**TASK TO CARRY OUT:** Please set down the data again exactly, minus the pictures.
(RECORDS FOR PROCESSING)
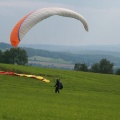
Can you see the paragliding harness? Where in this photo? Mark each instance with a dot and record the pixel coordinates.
(60, 85)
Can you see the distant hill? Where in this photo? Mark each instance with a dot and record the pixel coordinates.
(87, 55)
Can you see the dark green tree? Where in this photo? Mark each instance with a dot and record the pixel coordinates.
(15, 56)
(95, 68)
(81, 67)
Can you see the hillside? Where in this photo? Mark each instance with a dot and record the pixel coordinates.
(85, 96)
(87, 56)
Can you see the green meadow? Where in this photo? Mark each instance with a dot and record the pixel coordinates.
(85, 96)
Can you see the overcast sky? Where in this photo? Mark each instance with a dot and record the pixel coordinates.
(102, 16)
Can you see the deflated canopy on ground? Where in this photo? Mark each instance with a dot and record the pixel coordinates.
(28, 21)
(25, 75)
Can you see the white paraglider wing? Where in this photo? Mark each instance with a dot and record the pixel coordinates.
(30, 20)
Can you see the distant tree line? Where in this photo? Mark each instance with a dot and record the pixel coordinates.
(14, 56)
(104, 66)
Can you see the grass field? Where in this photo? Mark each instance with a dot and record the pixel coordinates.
(85, 96)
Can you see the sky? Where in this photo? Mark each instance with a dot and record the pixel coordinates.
(102, 16)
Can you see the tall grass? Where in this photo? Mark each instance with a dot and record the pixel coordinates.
(85, 96)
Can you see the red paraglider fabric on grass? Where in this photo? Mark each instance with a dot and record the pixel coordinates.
(25, 75)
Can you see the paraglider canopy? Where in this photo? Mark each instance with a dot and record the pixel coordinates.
(30, 20)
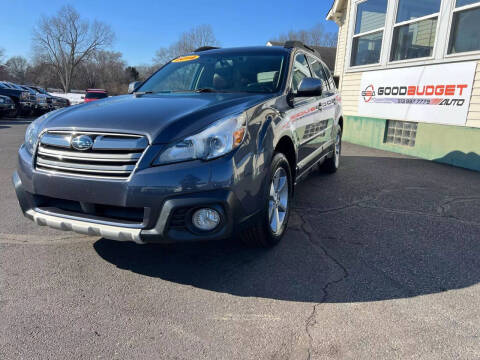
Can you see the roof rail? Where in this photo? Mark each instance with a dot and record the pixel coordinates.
(205, 48)
(295, 43)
(End RECORDS FOR PROCESSING)
**WORKED SOLUTION:**
Can you see the paragliding harness? Where in this photo? Mark each instance with a dot and record the pixel coordinates.
(60, 85)
Can you see the distant hill? Where in this photo? Mark each instance with a dot and record the pixel coordinates.
(87, 55)
Can you see the dark green tree? Where in this photo? Mark each instance with a dot and record the pixel coordinates.
(15, 56)
(95, 68)
(81, 67)
Can you see the hillside? Where in this photo? Mark each instance with a dot and record the pixel coordinates.
(85, 96)
(87, 56)
Can you see the green meadow? Where in this photo? Mark each instance with a dot and record the pixel coordinates.
(85, 96)
Can you see the overcast sky? Where in this photo? Mark each instance with a dot and record the pixel coordinates.
(102, 16)
Can you see the deflated canopy on ground? Where in this photo? Mark each instance with a dot and record the pixel coordinates.
(28, 21)
(25, 75)
Can you see the white paraglider wing? Where in this photo? Mark each instance with a dot and record the pixel coordinates.
(30, 20)
Can you see the distant tree line? Where in this photo? Mark each instance with a dot and record the pixel coordinates.
(14, 56)
(104, 66)
Can you see the grass field? Where in this photo? Mark each instance with a dot and record the pixel coordinates.
(85, 96)
Can you see the sky? Where in this photo? Mark each instance with a dot and record the pixel coordinates.
(102, 16)
Can you see the tall grass? Where in this photo? Mark each instance with a dot and record the pixel coordinates.
(85, 96)
Can you see the red paraglider fabric on grass? Where in this photo? Mark each instance with a dot and record the pixel coordinates.
(25, 75)
Can you see the paraglider canopy? Where in this photo? Mark each instance with a dot and record the pixel coordinates.
(30, 20)
Can you see the roof rail? Where in this photo? Mark each instance with a dot and record the pixel coordinates.
(205, 48)
(295, 43)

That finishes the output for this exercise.